REQUIREMENTS: Quote all of the records below word for word, leaving the pictures out of your answer.

* START DATASET RECORDS *

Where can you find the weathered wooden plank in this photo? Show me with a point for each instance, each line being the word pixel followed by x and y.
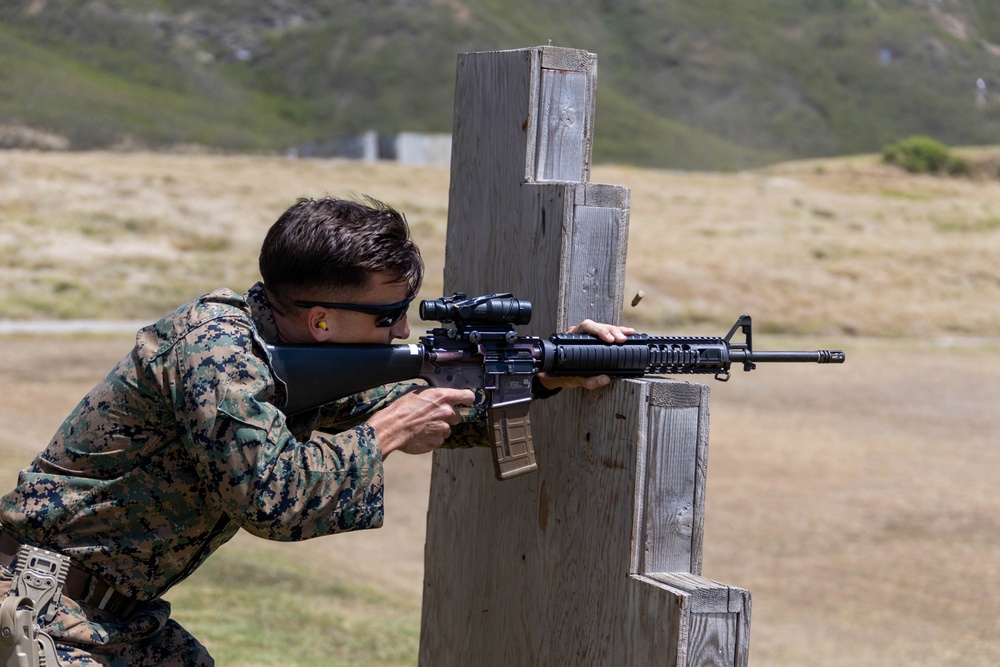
pixel 562 121
pixel 594 278
pixel 574 60
pixel 543 568
pixel 715 620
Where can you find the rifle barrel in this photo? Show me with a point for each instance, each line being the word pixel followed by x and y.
pixel 776 356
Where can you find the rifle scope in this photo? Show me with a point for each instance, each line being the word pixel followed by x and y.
pixel 489 309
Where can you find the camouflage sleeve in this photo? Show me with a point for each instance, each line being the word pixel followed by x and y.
pixel 271 484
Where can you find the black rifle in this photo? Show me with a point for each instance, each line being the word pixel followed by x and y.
pixel 480 349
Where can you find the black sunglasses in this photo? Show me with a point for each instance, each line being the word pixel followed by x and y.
pixel 388 314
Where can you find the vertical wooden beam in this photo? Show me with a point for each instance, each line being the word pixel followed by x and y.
pixel 555 567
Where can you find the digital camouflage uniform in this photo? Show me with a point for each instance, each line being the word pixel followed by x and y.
pixel 179 447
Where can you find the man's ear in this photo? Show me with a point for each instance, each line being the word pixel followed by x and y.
pixel 319 328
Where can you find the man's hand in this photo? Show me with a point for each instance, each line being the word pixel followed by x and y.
pixel 420 420
pixel 609 333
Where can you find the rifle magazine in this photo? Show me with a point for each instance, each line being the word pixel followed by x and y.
pixel 513 452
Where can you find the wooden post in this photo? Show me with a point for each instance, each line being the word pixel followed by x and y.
pixel 595 559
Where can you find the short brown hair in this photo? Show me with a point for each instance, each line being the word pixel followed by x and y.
pixel 319 245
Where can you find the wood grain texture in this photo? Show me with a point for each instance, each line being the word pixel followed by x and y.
pixel 550 568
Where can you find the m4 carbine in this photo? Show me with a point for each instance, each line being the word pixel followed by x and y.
pixel 478 348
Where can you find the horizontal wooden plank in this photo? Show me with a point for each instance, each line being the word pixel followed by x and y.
pixel 573 60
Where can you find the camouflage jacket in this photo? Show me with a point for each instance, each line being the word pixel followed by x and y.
pixel 182 444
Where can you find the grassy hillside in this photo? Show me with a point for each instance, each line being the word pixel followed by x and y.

* END DATASET RECORDS *

TASK SOLUTION:
Where can you find the weathered wooden plank in this photo? Show me with a point for each instance, each line being the word pixel followed by x and y.
pixel 562 121
pixel 594 278
pixel 574 60
pixel 543 568
pixel 715 620
Where can you find the rifle barrel in this photo? Show me with a point for each instance, each line being the word pixel followed by x and y.
pixel 776 356
Where can you find the rifle scope in this photo? Show me with a point for each instance, each line being the word pixel followed by x and y.
pixel 489 309
Where can you find the camouflage sleeve in this photo? Show me with a point for each instance, each line being the word pixel followed by x and y.
pixel 271 484
Where can you find the black rifle in this photo? Show me with a point for each instance, each line being the word pixel followed by x and y.
pixel 480 349
Where can you find the black sunglasses in this photo? Show me with a point for each instance, each line being the word pixel followed by x and y.
pixel 388 314
Where can you find the vertical wooden beam in this photo? Show me with a point for each instance, each line being the word pixel followed by x and y.
pixel 555 567
Where can you find the digital camouflage uniform in this photo? Show me with a point for each instance, each line being the word pixel followed by x and y.
pixel 179 447
Where can you find the man's ear in this photo? Show me with a point for each instance, each line being the word pixel followed by x and y.
pixel 319 328
Where can you find the man's hand in this photo? Show me with a point for each instance, each line being the word pixel followed by x and y.
pixel 420 420
pixel 609 333
Where can you find the rifle magazine in this photo? Show me with a point for each instance, each line being the word pixel followed by x and y.
pixel 513 452
Where can you find the wooden post in this photo? Show me with a point for each instance, each line being the word pixel followed by x and y.
pixel 595 559
Where can you find the short brown hair in this photo? Show me with a point for each instance, each line being the word pixel followed by x and y.
pixel 319 245
Where can you find the wood grain texture in this photo? Show me with a point for each instance, each line being the word pixel followed by x and y.
pixel 550 568
Where can you find the m4 carbine in this photo? Show me with a point for each instance, each line being the word pixel followed by x and y.
pixel 478 348
Where can you find the horizontal wooden plank in this photo? Show me with a point for each instance, each line being the word pixel followed by x and y.
pixel 573 60
Where can you find the camouflage jacket in this photo? Show me with a point for each instance, each line being the word pixel followed by x and y.
pixel 182 444
Where can you find the grassy hillside in this photo? Show me with a point for each instance, each line being the word pixel followed by x and y.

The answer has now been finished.